(Referring expression data)
════════════════

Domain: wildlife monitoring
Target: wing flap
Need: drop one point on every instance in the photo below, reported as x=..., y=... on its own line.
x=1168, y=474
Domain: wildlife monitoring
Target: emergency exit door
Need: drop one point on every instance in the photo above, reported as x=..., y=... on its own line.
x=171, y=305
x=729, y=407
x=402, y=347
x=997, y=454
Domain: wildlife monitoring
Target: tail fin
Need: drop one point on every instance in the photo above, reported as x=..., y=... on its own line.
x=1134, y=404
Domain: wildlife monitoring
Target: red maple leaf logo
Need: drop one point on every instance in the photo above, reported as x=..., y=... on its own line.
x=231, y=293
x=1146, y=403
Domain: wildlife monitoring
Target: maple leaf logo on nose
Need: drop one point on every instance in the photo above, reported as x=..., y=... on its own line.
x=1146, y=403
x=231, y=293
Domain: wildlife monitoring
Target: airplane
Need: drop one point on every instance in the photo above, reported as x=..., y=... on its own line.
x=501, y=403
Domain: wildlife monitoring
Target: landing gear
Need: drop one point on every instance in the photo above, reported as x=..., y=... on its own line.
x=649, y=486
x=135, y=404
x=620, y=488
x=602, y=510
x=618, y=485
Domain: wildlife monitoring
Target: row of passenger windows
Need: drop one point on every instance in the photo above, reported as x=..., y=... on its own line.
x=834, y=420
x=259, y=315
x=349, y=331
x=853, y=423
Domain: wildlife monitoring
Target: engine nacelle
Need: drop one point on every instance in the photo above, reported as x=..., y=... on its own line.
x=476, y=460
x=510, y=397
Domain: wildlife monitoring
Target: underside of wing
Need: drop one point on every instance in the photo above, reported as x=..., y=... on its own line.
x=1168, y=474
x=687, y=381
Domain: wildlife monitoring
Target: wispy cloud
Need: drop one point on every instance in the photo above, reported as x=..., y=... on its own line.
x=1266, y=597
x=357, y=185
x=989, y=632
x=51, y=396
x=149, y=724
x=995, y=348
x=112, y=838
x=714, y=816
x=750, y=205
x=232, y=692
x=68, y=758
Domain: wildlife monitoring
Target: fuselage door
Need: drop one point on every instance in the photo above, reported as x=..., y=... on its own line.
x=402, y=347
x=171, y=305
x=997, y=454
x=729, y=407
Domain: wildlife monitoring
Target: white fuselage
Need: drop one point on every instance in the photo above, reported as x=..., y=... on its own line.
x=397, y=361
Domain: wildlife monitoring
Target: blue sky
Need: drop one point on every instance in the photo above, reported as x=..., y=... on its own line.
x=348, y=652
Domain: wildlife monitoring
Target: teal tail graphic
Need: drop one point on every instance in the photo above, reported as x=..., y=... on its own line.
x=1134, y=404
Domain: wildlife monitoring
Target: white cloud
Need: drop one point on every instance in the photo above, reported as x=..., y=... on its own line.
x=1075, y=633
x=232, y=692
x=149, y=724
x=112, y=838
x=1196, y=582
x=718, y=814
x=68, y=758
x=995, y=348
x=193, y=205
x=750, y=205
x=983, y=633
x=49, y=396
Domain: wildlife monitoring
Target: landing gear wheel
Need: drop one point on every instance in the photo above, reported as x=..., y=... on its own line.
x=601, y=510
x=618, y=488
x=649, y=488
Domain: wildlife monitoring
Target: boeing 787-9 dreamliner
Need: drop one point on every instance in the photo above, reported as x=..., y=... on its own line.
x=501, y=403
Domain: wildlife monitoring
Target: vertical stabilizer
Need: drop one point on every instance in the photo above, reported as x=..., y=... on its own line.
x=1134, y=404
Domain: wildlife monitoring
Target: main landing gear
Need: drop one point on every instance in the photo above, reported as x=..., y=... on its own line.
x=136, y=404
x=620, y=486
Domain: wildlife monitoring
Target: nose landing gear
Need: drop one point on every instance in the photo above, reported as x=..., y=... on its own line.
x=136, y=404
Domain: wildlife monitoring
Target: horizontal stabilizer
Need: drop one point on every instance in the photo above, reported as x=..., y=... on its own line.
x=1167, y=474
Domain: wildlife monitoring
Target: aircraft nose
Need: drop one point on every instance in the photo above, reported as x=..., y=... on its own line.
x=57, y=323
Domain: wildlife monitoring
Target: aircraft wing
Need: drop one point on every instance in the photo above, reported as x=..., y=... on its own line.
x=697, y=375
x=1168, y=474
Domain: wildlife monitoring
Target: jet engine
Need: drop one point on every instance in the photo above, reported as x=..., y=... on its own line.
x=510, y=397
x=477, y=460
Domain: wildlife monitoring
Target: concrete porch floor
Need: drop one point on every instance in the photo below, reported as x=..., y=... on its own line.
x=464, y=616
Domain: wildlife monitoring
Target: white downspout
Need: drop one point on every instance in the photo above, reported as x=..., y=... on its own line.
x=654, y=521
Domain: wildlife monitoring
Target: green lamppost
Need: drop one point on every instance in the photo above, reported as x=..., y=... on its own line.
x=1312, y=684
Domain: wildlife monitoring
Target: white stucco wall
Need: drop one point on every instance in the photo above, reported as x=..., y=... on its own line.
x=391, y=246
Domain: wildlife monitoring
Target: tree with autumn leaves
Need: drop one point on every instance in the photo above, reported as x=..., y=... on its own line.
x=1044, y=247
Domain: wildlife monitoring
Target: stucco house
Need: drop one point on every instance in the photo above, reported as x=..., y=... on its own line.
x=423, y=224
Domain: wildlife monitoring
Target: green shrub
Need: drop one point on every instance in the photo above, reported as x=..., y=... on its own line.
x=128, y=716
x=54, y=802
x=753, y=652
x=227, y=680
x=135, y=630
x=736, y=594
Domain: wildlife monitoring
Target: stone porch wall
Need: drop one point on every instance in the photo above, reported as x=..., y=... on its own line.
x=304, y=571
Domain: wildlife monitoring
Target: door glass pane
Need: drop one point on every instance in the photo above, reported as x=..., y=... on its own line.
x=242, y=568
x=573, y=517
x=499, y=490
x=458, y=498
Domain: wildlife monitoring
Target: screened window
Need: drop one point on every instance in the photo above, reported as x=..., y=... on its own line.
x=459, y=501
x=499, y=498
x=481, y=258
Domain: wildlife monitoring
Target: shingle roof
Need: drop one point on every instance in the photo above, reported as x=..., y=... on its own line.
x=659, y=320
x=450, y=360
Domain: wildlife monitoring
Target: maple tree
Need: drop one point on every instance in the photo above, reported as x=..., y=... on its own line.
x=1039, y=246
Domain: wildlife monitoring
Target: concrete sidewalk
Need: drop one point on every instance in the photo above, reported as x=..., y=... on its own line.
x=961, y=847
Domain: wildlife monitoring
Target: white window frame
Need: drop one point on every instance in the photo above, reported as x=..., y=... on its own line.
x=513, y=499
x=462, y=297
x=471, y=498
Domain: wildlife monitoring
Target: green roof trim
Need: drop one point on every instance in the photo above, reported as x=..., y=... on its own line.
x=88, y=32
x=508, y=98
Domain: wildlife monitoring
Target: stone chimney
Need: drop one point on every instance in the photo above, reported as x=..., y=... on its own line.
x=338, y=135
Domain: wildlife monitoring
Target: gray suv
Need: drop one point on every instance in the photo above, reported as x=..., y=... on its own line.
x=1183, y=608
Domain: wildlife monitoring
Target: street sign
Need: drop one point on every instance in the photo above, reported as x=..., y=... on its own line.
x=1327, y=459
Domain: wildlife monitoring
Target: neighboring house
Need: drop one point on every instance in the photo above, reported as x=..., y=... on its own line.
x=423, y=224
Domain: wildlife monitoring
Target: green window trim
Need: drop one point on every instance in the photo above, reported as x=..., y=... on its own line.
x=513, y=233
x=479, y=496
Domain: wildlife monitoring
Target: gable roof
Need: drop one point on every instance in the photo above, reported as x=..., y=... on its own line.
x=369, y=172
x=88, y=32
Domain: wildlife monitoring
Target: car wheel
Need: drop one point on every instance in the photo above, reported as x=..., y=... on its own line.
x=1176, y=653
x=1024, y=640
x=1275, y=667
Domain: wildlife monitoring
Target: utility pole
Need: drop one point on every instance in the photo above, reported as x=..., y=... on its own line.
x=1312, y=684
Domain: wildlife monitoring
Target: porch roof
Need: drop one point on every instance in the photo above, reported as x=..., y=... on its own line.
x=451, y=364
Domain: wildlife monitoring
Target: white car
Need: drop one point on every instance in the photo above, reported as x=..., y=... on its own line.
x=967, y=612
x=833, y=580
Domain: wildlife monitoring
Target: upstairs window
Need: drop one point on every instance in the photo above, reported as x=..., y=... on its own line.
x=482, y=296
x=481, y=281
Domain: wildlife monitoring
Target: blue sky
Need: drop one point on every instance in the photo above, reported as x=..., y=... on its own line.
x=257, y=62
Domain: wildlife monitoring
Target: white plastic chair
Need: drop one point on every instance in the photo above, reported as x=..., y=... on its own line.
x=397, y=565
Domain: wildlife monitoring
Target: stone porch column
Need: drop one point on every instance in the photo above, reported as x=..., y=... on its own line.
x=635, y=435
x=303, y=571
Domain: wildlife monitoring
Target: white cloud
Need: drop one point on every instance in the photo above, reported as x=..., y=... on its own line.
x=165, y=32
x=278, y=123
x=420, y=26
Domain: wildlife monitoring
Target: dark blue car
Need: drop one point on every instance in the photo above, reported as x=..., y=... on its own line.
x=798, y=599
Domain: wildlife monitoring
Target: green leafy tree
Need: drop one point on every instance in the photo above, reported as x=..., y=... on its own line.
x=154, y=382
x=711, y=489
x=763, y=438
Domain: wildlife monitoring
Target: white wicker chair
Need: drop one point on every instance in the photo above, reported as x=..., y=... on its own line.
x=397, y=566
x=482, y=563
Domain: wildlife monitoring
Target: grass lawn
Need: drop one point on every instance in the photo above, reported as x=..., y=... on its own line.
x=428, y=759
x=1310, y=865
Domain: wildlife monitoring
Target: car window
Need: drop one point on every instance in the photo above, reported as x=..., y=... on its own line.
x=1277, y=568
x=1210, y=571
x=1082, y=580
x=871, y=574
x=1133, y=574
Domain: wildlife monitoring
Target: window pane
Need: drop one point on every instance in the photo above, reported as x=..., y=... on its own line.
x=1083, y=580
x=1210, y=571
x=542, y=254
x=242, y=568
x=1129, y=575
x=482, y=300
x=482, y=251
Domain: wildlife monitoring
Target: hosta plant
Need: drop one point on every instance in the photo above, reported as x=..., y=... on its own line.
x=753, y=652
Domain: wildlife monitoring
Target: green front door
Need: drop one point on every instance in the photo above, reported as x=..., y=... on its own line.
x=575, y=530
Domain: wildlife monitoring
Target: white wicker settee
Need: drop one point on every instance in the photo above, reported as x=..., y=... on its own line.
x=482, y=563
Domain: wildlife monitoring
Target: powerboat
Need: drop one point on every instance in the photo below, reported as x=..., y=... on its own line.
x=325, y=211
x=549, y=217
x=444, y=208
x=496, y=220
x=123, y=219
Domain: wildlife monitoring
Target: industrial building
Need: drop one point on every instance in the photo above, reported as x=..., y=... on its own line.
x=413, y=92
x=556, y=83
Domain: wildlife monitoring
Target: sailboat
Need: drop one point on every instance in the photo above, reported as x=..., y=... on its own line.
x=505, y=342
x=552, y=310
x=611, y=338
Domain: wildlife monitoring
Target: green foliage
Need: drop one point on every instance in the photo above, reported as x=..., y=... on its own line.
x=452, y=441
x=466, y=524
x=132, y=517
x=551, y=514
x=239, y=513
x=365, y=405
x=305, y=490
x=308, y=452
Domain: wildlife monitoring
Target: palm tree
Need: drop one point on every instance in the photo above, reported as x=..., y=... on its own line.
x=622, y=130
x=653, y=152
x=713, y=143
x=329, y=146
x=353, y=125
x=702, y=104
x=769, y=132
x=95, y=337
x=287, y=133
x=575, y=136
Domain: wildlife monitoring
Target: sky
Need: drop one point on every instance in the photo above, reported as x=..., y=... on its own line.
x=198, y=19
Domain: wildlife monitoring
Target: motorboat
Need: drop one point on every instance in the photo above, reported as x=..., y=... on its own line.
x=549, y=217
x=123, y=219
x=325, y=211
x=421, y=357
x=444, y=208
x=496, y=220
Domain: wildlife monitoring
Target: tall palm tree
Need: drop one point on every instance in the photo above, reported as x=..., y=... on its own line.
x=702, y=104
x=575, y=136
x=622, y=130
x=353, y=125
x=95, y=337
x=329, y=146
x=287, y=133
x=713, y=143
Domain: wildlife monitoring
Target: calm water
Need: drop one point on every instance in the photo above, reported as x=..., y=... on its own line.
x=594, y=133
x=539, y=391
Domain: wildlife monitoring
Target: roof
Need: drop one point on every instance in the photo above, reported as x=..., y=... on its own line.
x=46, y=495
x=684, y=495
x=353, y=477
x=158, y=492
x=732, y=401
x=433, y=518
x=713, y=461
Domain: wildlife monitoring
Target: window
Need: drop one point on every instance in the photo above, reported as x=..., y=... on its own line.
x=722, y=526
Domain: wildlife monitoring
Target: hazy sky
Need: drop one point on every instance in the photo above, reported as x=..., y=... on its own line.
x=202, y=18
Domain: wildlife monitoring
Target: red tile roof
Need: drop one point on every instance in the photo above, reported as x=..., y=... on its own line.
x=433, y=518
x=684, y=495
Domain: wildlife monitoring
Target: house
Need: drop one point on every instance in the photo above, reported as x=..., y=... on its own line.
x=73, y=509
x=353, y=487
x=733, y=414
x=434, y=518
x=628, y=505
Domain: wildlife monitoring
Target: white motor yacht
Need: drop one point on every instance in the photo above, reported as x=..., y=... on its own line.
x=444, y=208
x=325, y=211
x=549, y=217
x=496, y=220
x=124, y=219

════════════════

> **WHAT YOU WILL DO**:
Lines holding the word "aircraft" should be copied from the entries above.

> **EXERCISE ANSWER**:
Target: aircraft nose
Target: aircraft wing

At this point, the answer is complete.